▶ [Objective]
Count the lines in the items below that contain the string "fist". Reply with the number alone.

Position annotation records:
------------------------------------------------------------------------

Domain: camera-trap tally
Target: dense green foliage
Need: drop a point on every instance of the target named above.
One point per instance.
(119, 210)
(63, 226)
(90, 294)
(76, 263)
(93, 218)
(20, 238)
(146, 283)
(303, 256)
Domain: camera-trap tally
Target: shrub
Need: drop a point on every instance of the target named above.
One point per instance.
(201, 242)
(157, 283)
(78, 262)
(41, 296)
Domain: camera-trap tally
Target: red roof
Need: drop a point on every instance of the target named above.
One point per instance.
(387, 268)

------------------------------------------------------------------------

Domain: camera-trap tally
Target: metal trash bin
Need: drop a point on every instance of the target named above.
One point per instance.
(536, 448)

------------------------------------------------------------------------

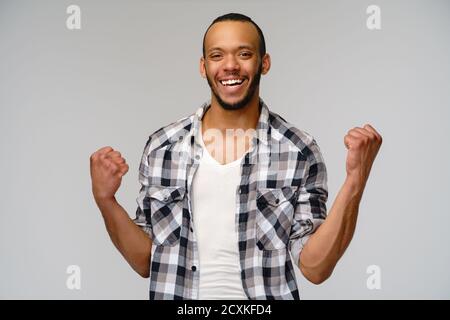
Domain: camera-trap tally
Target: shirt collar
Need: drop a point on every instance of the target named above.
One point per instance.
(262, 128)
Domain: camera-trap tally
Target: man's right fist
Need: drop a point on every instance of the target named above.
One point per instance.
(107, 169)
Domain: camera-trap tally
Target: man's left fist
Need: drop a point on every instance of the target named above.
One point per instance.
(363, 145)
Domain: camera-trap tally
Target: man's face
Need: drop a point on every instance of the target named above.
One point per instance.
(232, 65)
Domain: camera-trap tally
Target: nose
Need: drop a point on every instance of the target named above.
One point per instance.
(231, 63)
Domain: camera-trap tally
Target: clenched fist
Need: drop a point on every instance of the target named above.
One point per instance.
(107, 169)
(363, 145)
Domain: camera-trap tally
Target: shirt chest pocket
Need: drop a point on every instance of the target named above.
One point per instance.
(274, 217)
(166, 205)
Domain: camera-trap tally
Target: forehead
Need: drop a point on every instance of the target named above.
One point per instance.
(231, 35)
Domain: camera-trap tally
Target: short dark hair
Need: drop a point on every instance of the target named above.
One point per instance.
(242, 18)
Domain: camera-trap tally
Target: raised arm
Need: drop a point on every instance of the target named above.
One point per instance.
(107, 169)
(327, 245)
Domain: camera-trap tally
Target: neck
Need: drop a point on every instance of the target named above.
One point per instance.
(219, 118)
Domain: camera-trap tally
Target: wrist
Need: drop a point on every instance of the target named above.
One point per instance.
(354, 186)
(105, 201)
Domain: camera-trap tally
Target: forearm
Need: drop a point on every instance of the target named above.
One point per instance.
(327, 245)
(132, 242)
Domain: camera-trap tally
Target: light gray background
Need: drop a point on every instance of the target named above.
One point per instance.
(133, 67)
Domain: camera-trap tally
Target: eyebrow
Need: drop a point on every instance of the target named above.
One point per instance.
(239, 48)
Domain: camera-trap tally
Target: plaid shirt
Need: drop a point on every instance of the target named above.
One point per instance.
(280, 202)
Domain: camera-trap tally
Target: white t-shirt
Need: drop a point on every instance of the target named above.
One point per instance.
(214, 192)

------------------------------------------------------------------------

▶ [Solution to this exercise]
3